* _What you will do_: Quote exactly the lines running from the line with "Target: car windshield" to the end of the entries, including both, and nothing else.
━━━ The data ━━━
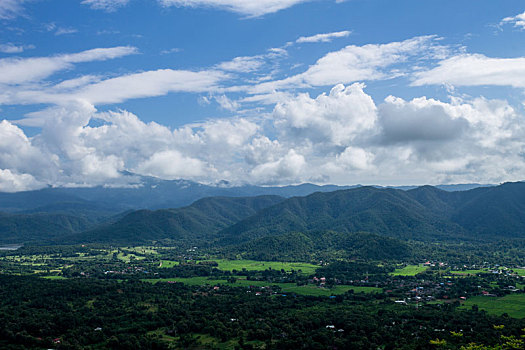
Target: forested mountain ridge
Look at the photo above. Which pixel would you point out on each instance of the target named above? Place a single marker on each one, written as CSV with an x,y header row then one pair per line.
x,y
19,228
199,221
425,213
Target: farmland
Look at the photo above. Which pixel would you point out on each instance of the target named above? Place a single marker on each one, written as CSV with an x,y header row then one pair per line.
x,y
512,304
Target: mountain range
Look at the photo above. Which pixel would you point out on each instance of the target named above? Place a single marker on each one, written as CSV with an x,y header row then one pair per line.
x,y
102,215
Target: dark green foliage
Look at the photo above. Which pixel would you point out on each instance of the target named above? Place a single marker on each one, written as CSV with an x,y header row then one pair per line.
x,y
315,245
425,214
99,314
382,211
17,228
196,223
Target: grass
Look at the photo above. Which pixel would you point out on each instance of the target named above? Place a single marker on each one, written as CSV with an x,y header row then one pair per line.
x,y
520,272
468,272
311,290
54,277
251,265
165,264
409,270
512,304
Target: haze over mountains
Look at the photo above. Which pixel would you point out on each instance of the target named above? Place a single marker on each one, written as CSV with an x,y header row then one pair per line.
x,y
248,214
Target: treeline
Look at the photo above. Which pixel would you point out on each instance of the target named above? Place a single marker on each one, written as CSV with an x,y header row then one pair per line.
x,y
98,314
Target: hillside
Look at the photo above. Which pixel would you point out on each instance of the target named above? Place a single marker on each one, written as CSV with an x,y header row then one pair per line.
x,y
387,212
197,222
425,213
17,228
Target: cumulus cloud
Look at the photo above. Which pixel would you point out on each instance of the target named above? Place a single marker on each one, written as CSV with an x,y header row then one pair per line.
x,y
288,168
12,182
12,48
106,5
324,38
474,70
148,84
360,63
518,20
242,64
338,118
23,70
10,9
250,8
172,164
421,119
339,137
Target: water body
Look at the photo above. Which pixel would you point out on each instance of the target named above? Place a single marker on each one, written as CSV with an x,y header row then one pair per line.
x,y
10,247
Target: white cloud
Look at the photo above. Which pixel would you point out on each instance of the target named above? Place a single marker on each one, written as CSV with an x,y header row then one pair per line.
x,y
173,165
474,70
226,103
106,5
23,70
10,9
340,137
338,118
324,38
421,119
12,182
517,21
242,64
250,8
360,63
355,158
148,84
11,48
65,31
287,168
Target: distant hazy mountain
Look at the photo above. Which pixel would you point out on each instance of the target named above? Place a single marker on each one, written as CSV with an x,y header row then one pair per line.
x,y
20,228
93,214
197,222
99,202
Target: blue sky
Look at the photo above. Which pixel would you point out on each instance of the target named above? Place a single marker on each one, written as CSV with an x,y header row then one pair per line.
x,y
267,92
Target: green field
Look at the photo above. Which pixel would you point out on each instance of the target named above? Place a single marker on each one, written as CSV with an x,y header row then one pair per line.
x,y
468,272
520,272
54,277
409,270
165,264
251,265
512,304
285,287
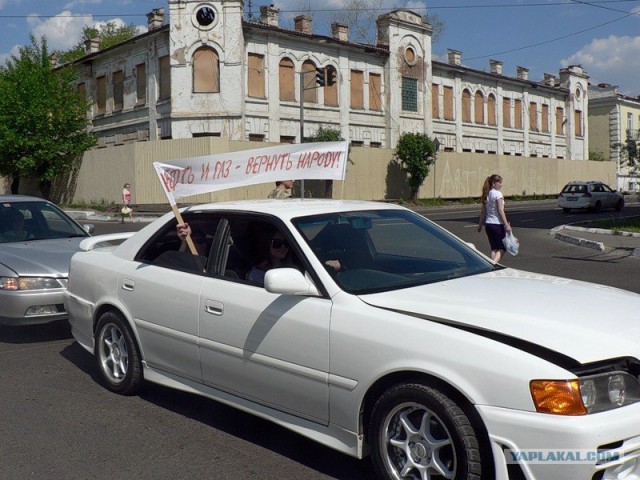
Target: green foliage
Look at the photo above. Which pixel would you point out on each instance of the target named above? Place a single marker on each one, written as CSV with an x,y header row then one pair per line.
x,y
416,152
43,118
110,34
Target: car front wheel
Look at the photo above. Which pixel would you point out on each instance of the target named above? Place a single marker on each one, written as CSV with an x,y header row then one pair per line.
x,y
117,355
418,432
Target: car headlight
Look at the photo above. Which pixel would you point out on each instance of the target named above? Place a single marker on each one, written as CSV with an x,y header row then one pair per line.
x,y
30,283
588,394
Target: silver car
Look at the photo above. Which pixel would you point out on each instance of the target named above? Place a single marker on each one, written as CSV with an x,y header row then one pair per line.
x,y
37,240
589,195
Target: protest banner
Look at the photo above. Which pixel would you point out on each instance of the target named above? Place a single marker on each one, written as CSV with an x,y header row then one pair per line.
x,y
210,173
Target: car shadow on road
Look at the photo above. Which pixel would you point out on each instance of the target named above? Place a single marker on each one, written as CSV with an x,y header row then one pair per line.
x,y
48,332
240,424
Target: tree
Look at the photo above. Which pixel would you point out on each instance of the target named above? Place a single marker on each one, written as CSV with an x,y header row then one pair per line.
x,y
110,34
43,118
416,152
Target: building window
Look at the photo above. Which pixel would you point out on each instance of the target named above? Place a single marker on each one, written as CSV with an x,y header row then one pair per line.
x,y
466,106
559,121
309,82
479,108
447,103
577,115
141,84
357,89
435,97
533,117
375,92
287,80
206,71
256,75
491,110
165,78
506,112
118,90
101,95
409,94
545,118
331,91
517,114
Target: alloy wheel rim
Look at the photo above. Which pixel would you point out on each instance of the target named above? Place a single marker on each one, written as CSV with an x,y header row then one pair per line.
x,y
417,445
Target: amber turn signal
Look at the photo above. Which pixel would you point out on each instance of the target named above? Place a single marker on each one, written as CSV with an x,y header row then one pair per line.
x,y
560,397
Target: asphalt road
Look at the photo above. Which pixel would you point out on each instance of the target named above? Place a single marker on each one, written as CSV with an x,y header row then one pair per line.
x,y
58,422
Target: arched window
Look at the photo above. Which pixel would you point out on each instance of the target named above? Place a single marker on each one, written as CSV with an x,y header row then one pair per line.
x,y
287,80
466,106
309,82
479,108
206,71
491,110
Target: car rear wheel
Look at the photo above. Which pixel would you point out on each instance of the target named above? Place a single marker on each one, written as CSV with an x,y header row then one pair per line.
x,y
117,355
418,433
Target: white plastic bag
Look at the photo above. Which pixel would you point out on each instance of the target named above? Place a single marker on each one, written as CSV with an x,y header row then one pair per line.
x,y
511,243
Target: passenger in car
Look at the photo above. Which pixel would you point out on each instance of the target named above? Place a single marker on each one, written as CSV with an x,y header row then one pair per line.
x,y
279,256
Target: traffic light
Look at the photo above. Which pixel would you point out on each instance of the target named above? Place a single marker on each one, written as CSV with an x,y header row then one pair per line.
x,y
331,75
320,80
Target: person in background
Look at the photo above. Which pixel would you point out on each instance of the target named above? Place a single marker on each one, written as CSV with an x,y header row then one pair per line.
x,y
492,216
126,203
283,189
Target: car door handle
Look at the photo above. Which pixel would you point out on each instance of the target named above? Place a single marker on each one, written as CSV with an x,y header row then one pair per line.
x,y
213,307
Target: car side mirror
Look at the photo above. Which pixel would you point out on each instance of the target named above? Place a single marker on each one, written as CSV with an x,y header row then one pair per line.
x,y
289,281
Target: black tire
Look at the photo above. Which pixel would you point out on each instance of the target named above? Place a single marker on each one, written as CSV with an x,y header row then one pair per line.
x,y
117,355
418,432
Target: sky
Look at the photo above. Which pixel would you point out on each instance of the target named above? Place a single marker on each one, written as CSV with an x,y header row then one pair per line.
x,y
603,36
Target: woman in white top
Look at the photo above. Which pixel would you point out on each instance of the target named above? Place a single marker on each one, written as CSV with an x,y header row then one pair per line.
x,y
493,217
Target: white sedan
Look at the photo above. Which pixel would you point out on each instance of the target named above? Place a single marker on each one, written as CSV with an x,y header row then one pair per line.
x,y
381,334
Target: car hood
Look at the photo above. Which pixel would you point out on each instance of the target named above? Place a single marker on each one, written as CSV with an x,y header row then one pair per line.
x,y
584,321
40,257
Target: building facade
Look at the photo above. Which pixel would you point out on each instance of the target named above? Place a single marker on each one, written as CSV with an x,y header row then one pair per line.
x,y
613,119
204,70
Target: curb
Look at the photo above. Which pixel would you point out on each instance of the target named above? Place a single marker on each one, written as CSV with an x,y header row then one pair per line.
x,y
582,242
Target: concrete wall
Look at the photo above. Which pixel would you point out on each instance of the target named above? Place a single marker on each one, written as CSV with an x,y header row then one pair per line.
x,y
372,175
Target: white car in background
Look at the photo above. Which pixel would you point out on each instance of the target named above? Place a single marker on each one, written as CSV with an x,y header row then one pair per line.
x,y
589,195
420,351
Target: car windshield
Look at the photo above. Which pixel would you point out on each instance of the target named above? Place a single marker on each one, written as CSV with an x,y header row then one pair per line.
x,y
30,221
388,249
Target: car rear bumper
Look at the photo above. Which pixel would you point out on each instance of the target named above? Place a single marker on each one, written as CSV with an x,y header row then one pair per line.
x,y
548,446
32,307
━━━
* _Exercise answer_:
Target: car windshield
Look at the photo above. Which pixel would you point out on each instance of the target named above? Place a single marker on each one, written as CSV with an x,y header row then one pair per line.
x,y
30,221
388,249
Target: car rear bumper
Look at the photo above. Which pixel would you point out on each instance of the target named above? Place a single marker on each one, written as CSV with an x,y header row then one pair per line.
x,y
548,446
32,307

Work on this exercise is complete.